* **EXERCISE TASK**
Please write the next few sentences of the forum thread about HMS Hardy, picking up after its last line.

# HMS HARDY ( ii )



## little steve (Aug 28, 2007)

I have just received my fathers war record in the second world war
he servered on v class destroyer HMS HARDY from 05/08/43 till she was sunk on the 30/01/44 by a U BOAT some where near bear island
fortunatly he survived , but he never talked about it.
he also served on HMS HART a black swan class sloop if any body as
any information on thease ships or photo's , I would be pleased to
here from you . 

little steve


----------



## treeve (Nov 15, 2005)

Quick google gives you ..
http://uboat.net/allies/warships/ship/4516.html

http://www.bbc.co.uk/ww2peopleswar/stories/49/a2942949.shtml

http://en.wikipedia.org/wiki/HMS_Hardy

Best Wishes, Raymond


----------



## treeve (Nov 15, 2005)

and on HMS Hart ...
http://uboat.net/allies/warships/ship/3930.html

http://www.battleships-cruisers.co.uk/black_swan_class.htm

http://www.probertencyclopaedia.com/R_HART.HTM


----------



## little steve (Aug 28, 2007)

thanks raymond I will give them all a look 

little steve


----------



## Steve Woodward (Sep 4, 2006)

The Black swan class sloops were a developement from an earlier sloop, the Egret, they were some 7 feet longer and a little faster and had Denny-Brown stabilisers, the class comprised four ships ( Black Swan, Erne, Flamingo and Ibis), Hart was from the follow on group- the Modified Black Swan class these 27 ships - with another two for the RIN) were also fitted with the DB stabilisers and were primarily convoy escort ships, designed with the fire-power of a small destroyer but the endurance to cross an ocean, hence the slower speed/ lower fuel comsumption, their main target the U-boat.
LHart was built by Stephens being launched on the 07th July 1943, ironically her fate was that she was sold to Germany in 1959 becoming the Scheer.

L 299'06" B 38'06" Draft 11'06" displacement 1,400 tons standard and 1900 full load
Machinery : Twin screw Parsons geared steam turbines, two admiralty 3-drum O/F boilers 4,400 shp giving just under 20 knots , the bunker capacity was 390 tons oil 
Armed with six 4" C45 Mk16 HA AA guns in three twin turrets , two twin 40mm Bofors were added in 1945, 110 depth charges were carried with the possibility of another 50 in the Bofors magazine, in 1944-5 Hart was fitted with a Hedgehog ASW mortar .


----------



## little steve (Aug 28, 2007)

thank steve , great information ,nice twist , going from fighting the
german navy, to being part of it.

little steve


----------



## melliget (Dec 3, 2006)

Hi little steve.

Your father's H.M.S. Hardy was completed Aug '43, so he probably joined her when the destroyer was newly commissioned.

Dataset records
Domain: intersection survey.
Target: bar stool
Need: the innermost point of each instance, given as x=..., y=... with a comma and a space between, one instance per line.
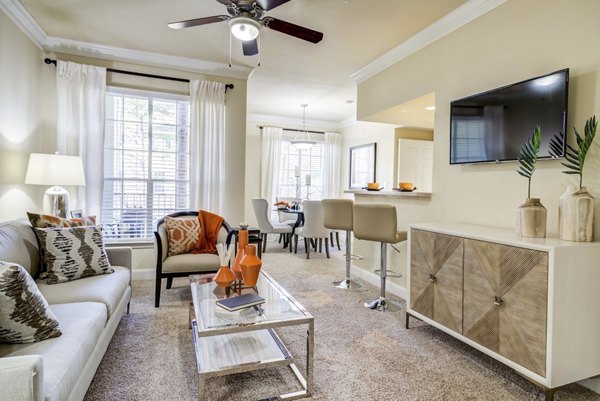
x=338, y=215
x=378, y=223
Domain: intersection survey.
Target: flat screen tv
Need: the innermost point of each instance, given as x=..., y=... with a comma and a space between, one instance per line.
x=491, y=126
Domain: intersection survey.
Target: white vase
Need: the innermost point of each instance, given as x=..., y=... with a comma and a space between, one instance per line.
x=576, y=215
x=531, y=219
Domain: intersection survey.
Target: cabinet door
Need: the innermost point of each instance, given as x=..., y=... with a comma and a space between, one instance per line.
x=505, y=301
x=436, y=277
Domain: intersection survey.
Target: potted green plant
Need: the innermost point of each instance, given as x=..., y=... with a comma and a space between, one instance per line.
x=531, y=215
x=576, y=206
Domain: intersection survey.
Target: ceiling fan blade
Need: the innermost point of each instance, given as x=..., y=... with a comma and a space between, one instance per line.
x=270, y=4
x=198, y=21
x=297, y=31
x=250, y=47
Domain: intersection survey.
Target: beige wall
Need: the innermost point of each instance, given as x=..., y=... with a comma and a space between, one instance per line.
x=518, y=40
x=24, y=125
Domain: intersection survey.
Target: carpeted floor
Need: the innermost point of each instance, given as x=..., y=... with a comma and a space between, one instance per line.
x=359, y=354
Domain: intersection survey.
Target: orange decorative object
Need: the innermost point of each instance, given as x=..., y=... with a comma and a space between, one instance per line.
x=224, y=277
x=250, y=266
x=242, y=244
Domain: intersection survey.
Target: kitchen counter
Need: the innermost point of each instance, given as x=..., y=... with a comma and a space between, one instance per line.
x=398, y=194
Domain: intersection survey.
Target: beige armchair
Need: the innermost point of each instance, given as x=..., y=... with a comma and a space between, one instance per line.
x=182, y=265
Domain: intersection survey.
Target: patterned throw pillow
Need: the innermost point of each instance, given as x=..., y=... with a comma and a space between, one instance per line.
x=72, y=253
x=25, y=316
x=47, y=220
x=183, y=235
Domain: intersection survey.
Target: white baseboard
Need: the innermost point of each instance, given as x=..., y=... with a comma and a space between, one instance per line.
x=143, y=274
x=375, y=280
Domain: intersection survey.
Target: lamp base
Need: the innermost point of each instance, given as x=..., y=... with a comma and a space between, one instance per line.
x=56, y=201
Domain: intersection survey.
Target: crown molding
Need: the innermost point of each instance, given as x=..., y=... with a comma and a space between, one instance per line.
x=452, y=21
x=21, y=17
x=291, y=121
x=17, y=13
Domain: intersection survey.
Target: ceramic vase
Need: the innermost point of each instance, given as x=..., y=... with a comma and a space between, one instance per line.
x=242, y=244
x=531, y=219
x=224, y=277
x=251, y=264
x=576, y=215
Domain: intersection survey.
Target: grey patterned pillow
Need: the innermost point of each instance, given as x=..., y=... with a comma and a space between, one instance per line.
x=25, y=316
x=71, y=253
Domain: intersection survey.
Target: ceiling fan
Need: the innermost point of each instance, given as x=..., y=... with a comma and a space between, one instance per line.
x=247, y=17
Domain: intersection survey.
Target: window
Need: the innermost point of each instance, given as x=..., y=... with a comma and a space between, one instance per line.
x=310, y=162
x=146, y=161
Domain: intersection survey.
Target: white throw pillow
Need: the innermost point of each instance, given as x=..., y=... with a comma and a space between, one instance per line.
x=25, y=316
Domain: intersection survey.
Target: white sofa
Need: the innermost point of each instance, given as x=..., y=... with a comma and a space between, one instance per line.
x=88, y=311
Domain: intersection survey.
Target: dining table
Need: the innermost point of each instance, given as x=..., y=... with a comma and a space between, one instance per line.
x=299, y=220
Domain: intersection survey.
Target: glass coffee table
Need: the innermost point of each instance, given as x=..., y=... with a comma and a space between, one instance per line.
x=235, y=342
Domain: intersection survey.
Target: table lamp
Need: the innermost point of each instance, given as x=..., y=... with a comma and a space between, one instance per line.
x=55, y=170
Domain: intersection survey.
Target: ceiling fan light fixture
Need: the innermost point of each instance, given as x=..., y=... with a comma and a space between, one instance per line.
x=244, y=28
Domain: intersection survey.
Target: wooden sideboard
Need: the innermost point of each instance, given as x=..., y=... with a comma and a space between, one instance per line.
x=533, y=304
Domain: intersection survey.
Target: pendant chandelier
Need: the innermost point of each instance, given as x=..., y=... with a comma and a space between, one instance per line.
x=302, y=139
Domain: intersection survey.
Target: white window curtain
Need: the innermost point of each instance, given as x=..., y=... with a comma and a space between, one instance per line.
x=269, y=163
x=207, y=145
x=81, y=98
x=331, y=165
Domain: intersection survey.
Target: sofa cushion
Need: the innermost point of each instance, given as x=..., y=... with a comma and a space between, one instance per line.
x=183, y=234
x=25, y=316
x=72, y=253
x=191, y=263
x=107, y=289
x=65, y=356
x=18, y=244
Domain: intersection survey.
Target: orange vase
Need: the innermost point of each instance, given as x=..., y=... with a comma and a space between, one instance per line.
x=224, y=277
x=250, y=266
x=242, y=244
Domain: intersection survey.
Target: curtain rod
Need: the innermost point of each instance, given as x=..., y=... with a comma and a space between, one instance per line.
x=141, y=74
x=298, y=130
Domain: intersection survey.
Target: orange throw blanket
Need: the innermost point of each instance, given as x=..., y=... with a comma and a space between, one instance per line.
x=210, y=225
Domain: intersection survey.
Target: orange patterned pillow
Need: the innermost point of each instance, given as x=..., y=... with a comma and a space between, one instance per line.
x=49, y=221
x=183, y=235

* **ANSWER TO THIS PROBLEM**
Here are some very brief articles from The Times:
01_TheTimes_Fri_25Feb1944_HMS_Hardy_lost.png
02_TheTimes_Fri_10Mar1944_ROH_HMS_Hardy.png
03_TheTimes_Fri_07Sep1945_HMS_Hart_transports_Japanese_officers_to_surrender.png

The above Roll of Honour, on which H.M.S. Hardy was included, also included casualties for H.M.S. Janus, H.M. minesweeper Clacton and H.M. trawler Pine.

If search Picture Australia for HMS Hart, you will find some photos of her at the Japanese surrender in the South West Pacific at the end of the war.

regards,
Martin

p.s. The articles linked above will stay there for a while but not indefinitely.


----------



## little steve (Aug 28, 2007)

*hms hardy*

thanks martin , I am starting to get a picture of dads war time service . they where all so young and all so brave , makes you proud
of all of them.


little steve


----------



## Steve Woodward (Sep 4, 2006)

Nearly forgot to add a bit on the Hardy, the first ship H87 was a GHI class leader, built slightly larger for her role as a flotilla leader ( she carried more crew) she was lost during the first Narvik battle, she was of course named after Thomas Masterman Hardy captain of HMS Victory during Trafalgar.
HardyII R08 was named in honour of H87 inn spite of her being an S,T,U,V and W class destroyer.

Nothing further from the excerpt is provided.